* **Supplied passage**:

----

I keep re-writing this information every few years, so I thought I would post it here for posterity. The premise is that the configuration management of Relational Databases is hard.
(This message also has pointers to more information, but it is limited)
Why is that?
- Databases contain multiple levels of information. i.e.
- The database schema which lays out the tables, attributes, constraints i.e. the creation and modification of database objects
- The core data required to get any applications running and doing nothing. e.g. in a banking system this might be a list of ISO currency codes. Such data can be considered mostly invariant
- More frequently changing application data required for the application to start. E.g. in our banking system it could the currency conversion rates. This is distinct from transaction data accumulated as the system is used.
- transaction data accumulated as the system is used. This is the "production" data, however there also has to be a way to populate test and development systems with test versions of this data
- Possibly the configuration of the actual DBMS software and storage -- however that is usually handled separately.
- The data is stored in opaque formats that cannot be parsed by external tools
- The amount of information may be large
- Databases need to be build and populated with data for a variety of purposes
Note that this discussion does not discuss the issue of service continuity (disaster recovery) as that is outside the scope of SCM and is an operational issue.

----

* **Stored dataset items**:
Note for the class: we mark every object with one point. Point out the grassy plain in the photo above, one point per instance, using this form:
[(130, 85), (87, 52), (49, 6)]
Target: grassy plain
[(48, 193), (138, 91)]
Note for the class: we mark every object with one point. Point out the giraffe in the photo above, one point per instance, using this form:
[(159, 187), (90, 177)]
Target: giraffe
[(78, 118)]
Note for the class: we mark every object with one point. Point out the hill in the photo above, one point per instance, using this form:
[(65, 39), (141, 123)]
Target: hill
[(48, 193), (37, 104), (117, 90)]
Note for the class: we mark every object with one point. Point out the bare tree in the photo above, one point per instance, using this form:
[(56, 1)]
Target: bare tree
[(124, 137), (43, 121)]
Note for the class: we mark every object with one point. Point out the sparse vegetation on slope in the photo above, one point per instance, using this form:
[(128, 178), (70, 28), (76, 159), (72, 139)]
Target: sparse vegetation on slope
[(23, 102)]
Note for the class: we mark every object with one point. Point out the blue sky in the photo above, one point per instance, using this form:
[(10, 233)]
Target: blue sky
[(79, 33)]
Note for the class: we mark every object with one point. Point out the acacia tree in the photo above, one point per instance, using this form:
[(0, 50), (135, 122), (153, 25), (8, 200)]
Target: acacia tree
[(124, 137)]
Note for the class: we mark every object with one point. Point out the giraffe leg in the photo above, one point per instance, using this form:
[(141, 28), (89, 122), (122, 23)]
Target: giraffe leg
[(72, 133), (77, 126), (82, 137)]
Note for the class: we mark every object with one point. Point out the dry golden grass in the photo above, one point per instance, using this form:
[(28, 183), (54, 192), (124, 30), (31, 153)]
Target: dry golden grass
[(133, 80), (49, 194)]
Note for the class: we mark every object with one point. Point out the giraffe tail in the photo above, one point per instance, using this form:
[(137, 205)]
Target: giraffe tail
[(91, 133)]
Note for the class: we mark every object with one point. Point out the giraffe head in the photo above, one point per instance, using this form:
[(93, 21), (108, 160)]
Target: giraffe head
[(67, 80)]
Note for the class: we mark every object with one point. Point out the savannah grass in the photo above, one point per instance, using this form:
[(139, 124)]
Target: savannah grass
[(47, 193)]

----

* **Task prompt**:
Reproduce the database configuration post word for word, everything from "- Databases contain" down to "from transaction data accumulated as the system is used.".

* **Output of the exercise**:
- Databases contain multiple levels of information. i.e.
- The database schema which lays out the tables, attributes, constraints i.e. the creation and modification of database objects
- The core data required to get any applications running and doing nothing. e.g. in a banking system this might be a list of ISO currency codes. Such data can be considered mostly invariant
- More frequently changing application data required for the application to start. E.g. in our banking system it could the currency conversion rates. This is distinct from transaction data accumulated as the system is used.